**What to work on:**
An exact repetition of the data below, without images, is the expected answer.

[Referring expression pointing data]
.....

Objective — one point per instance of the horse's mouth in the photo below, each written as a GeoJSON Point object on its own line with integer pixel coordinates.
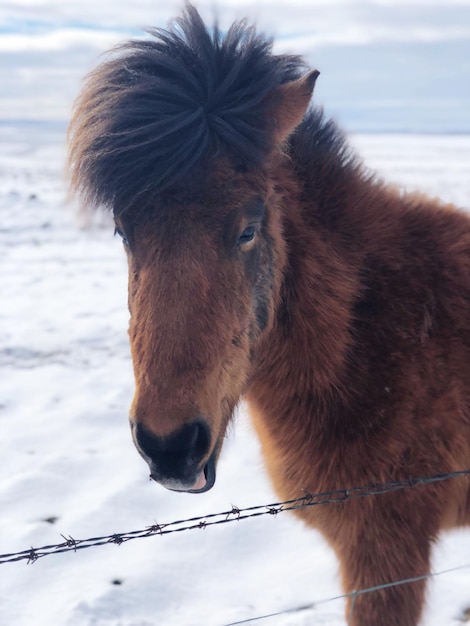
{"type": "Point", "coordinates": [206, 479]}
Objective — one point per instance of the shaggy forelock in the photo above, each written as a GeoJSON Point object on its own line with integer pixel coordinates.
{"type": "Point", "coordinates": [160, 108]}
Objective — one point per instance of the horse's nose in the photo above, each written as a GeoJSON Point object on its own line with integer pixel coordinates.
{"type": "Point", "coordinates": [175, 460]}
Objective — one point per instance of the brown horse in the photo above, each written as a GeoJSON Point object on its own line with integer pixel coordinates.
{"type": "Point", "coordinates": [265, 263]}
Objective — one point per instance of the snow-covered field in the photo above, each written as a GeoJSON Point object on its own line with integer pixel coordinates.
{"type": "Point", "coordinates": [67, 463]}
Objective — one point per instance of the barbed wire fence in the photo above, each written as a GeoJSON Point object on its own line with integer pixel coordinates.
{"type": "Point", "coordinates": [235, 514]}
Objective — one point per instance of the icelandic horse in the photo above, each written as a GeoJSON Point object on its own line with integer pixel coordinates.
{"type": "Point", "coordinates": [266, 263]}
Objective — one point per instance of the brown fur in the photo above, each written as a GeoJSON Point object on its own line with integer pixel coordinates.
{"type": "Point", "coordinates": [344, 322]}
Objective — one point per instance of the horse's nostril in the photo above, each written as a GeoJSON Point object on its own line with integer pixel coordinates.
{"type": "Point", "coordinates": [185, 447]}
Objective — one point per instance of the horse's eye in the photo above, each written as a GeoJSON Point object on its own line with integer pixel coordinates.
{"type": "Point", "coordinates": [119, 233]}
{"type": "Point", "coordinates": [247, 235]}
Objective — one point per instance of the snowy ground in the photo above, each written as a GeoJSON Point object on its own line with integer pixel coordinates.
{"type": "Point", "coordinates": [67, 464]}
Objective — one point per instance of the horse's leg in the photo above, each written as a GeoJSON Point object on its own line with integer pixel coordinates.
{"type": "Point", "coordinates": [386, 546]}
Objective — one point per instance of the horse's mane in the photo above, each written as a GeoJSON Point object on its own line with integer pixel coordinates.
{"type": "Point", "coordinates": [160, 107]}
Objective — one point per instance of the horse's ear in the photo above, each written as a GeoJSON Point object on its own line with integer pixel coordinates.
{"type": "Point", "coordinates": [290, 103]}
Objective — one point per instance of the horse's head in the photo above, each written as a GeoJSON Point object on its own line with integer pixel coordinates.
{"type": "Point", "coordinates": [179, 135]}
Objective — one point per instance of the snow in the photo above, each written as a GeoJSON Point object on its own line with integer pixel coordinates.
{"type": "Point", "coordinates": [67, 463]}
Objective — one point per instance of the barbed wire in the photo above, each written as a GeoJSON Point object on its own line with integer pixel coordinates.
{"type": "Point", "coordinates": [352, 594]}
{"type": "Point", "coordinates": [70, 544]}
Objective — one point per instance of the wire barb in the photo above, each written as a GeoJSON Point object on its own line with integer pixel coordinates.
{"type": "Point", "coordinates": [70, 544]}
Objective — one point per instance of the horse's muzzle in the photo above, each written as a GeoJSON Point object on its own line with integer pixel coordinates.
{"type": "Point", "coordinates": [176, 460]}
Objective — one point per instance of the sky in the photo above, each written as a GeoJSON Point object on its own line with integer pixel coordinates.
{"type": "Point", "coordinates": [385, 66]}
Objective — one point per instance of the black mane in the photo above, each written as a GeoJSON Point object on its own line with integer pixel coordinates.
{"type": "Point", "coordinates": [161, 107]}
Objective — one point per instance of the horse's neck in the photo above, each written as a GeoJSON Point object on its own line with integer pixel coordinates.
{"type": "Point", "coordinates": [306, 357]}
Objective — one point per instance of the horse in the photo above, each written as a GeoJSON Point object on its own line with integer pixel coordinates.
{"type": "Point", "coordinates": [267, 263]}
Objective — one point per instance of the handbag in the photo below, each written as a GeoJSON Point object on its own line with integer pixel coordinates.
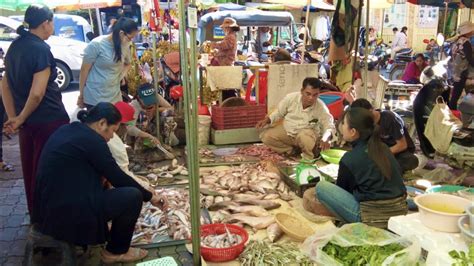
{"type": "Point", "coordinates": [441, 125]}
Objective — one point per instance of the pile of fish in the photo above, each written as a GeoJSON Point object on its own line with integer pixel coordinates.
{"type": "Point", "coordinates": [225, 240]}
{"type": "Point", "coordinates": [243, 194]}
{"type": "Point", "coordinates": [261, 151]}
{"type": "Point", "coordinates": [174, 222]}
{"type": "Point", "coordinates": [208, 156]}
{"type": "Point", "coordinates": [160, 174]}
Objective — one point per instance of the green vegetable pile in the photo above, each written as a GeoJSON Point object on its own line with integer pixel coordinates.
{"type": "Point", "coordinates": [461, 259]}
{"type": "Point", "coordinates": [259, 253]}
{"type": "Point", "coordinates": [361, 255]}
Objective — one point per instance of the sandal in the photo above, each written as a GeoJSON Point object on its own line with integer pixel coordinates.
{"type": "Point", "coordinates": [6, 167]}
{"type": "Point", "coordinates": [133, 254]}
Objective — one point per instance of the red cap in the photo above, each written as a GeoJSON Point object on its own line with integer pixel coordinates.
{"type": "Point", "coordinates": [126, 110]}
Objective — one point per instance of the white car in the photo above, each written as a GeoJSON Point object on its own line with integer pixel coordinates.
{"type": "Point", "coordinates": [67, 52]}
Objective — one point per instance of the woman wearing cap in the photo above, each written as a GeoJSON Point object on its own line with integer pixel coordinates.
{"type": "Point", "coordinates": [31, 97]}
{"type": "Point", "coordinates": [462, 58]}
{"type": "Point", "coordinates": [106, 61]}
{"type": "Point", "coordinates": [71, 204]}
{"type": "Point", "coordinates": [227, 48]}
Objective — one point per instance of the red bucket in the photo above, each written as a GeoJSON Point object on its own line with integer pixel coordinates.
{"type": "Point", "coordinates": [223, 254]}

.....

**Solution for this problem:**
Objective — one point per instance of the horse's mouth in the photo below, each written as a GeoJSON Point object on its own line with integer pixel coordinates.
{"type": "Point", "coordinates": [206, 479]}
Objective — one point per instance of the shaggy forelock in the photo above, each written as a GeoJSON Point object on its own line with integer pixel coordinates.
{"type": "Point", "coordinates": [160, 108]}
Objective — one point per instance of the horse's nose in the photo above, each written as a GeoJSON Point object on its own line with integer pixel coordinates.
{"type": "Point", "coordinates": [175, 460]}
Objective — one point per instance of the brown horse in the photo above, each written as a GeoJSON Point object on its own line with integer pixel coordinates.
{"type": "Point", "coordinates": [265, 263]}
Objective — one point per instance of the snow-covered field in the photo above, each written as a GeoJSON Point object on its own line with integer pixel coordinates.
{"type": "Point", "coordinates": [67, 463]}
Objective — one point per instance of the barbed wire fence in the photo above, each written as a GeoJSON Point object on its own line with integer pixel coordinates.
{"type": "Point", "coordinates": [235, 514]}
Objective — one point per instance of the icelandic horse in the photo above, each written as a GeoJSON Point object on its own line with integer pixel coordinates.
{"type": "Point", "coordinates": [266, 263]}
Objective — one point per instance of the brown fur in the photo above, each written as a GeoJSON Point object on its own line with integer pixel coordinates.
{"type": "Point", "coordinates": [344, 322]}
Objective — one point per instance of the horse's nostril in the photo above, each written as a GeoJSON Point object on its own line with integer pixel coordinates.
{"type": "Point", "coordinates": [185, 447]}
Objective — one point per instance of the horse's eye in the photo above, each written as a GeoJSON Point object on its own line with integer pixel coordinates.
{"type": "Point", "coordinates": [119, 233]}
{"type": "Point", "coordinates": [247, 235]}
Objective — one point per instance of the snowy ground in the photo above, each written as a GeoJSON Point object on its own line with integer pixel coordinates.
{"type": "Point", "coordinates": [67, 464]}
Objective — one point per instance of the horse's leg in the photo above, each written as a GeoJSON Point object on its own line with integer pixel coordinates.
{"type": "Point", "coordinates": [386, 546]}
Objective — one point per instance of the horse's mane in the photo above, each written as a GeoJSON Point object on its own line with integer pixel coordinates.
{"type": "Point", "coordinates": [160, 107]}
Objective — one point per instance of the horse's ear in the photo above, each written as a GeoJSON Point object on its own line with integer pixel coordinates.
{"type": "Point", "coordinates": [290, 103]}
Objective — one point per instance of the horse's head in the photo above, each written as a GeoJSON Point object on its own line with integer pixel coordinates.
{"type": "Point", "coordinates": [179, 135]}
Objective — one point per instance of the snow in the photo above, each written as a GeoJSON Point object on its own line with integer pixel coordinates.
{"type": "Point", "coordinates": [67, 463]}
Objective — one point per instance of the barbed wire in the photo above, each written as a GeoJSON Point object on its own line with integer pixel coordinates.
{"type": "Point", "coordinates": [352, 594]}
{"type": "Point", "coordinates": [70, 544]}
Objective — one point per instance of the wire barb in the photo above, each written as a GeoJSON Point object on its own line with integer pixel coordinates.
{"type": "Point", "coordinates": [70, 544]}
Objective — one point per instance of the horse's muzzle in the photo above, each written as a GeoJSON Point object on its own line with integer pixel coordinates.
{"type": "Point", "coordinates": [176, 460]}
Objective — one point per instance of the sky in the photo above, each written as a GeoJSON Point object on its own line with integer pixel coordinates.
{"type": "Point", "coordinates": [385, 66]}
Objective — one point per instance of the black mane in the photo above, each written as a GeoJSON Point object on its own line with integer pixel coordinates.
{"type": "Point", "coordinates": [161, 107]}
Objective — one point per instance of the horse's neck in the photo above, each written as a GeoJSON Point object on its own line with integer pixel coordinates.
{"type": "Point", "coordinates": [306, 357]}
Objective — one point per instance of the horse in the photo above, each written as a GeoJSON Point object on its own line with integer pixel coordinates.
{"type": "Point", "coordinates": [267, 263]}
Objective — one point per instance of the handbag in the photo below, each written as a GeoJSON Point object on its own line with integer pixel coordinates.
{"type": "Point", "coordinates": [441, 125]}
Objective — one point per instance of the pile of fish in the photo above, each written as a GeoJSON Point object on its own line with integer pixel coordinates.
{"type": "Point", "coordinates": [225, 240]}
{"type": "Point", "coordinates": [243, 194]}
{"type": "Point", "coordinates": [261, 151]}
{"type": "Point", "coordinates": [174, 222]}
{"type": "Point", "coordinates": [208, 156]}
{"type": "Point", "coordinates": [160, 174]}
Objective — one point per instance of the green vegetable pile in the photo above, each written as a GeoJSON Point object on its own line with integer pixel coordinates.
{"type": "Point", "coordinates": [461, 259]}
{"type": "Point", "coordinates": [259, 253]}
{"type": "Point", "coordinates": [361, 255]}
Objective — one point per instance of the sandal in the photo above, each written as a GeoJSON Point object on its own line with integer pixel coordinates.
{"type": "Point", "coordinates": [6, 167]}
{"type": "Point", "coordinates": [133, 254]}
Objective — one point per instance of the red cap in the photo above, each written as a GeoJSON Point object on its own line with integer pixel coordinates.
{"type": "Point", "coordinates": [126, 110]}
Objective — one point per instance of the white car in the photo above, each written as a GeoJSON Point object on its own line with integer pixel coordinates.
{"type": "Point", "coordinates": [67, 52]}
Objective — one point per instance of the woman wearing cap in the photo above, each written as a GeoJSON Point object on its own line with integer pixel coordinates.
{"type": "Point", "coordinates": [31, 97]}
{"type": "Point", "coordinates": [462, 58]}
{"type": "Point", "coordinates": [106, 61]}
{"type": "Point", "coordinates": [71, 204]}
{"type": "Point", "coordinates": [227, 48]}
Objective — one point per instance of the red bucket in the photo above, each written as a GeoJSON Point object on its own line with integer pixel coordinates.
{"type": "Point", "coordinates": [223, 254]}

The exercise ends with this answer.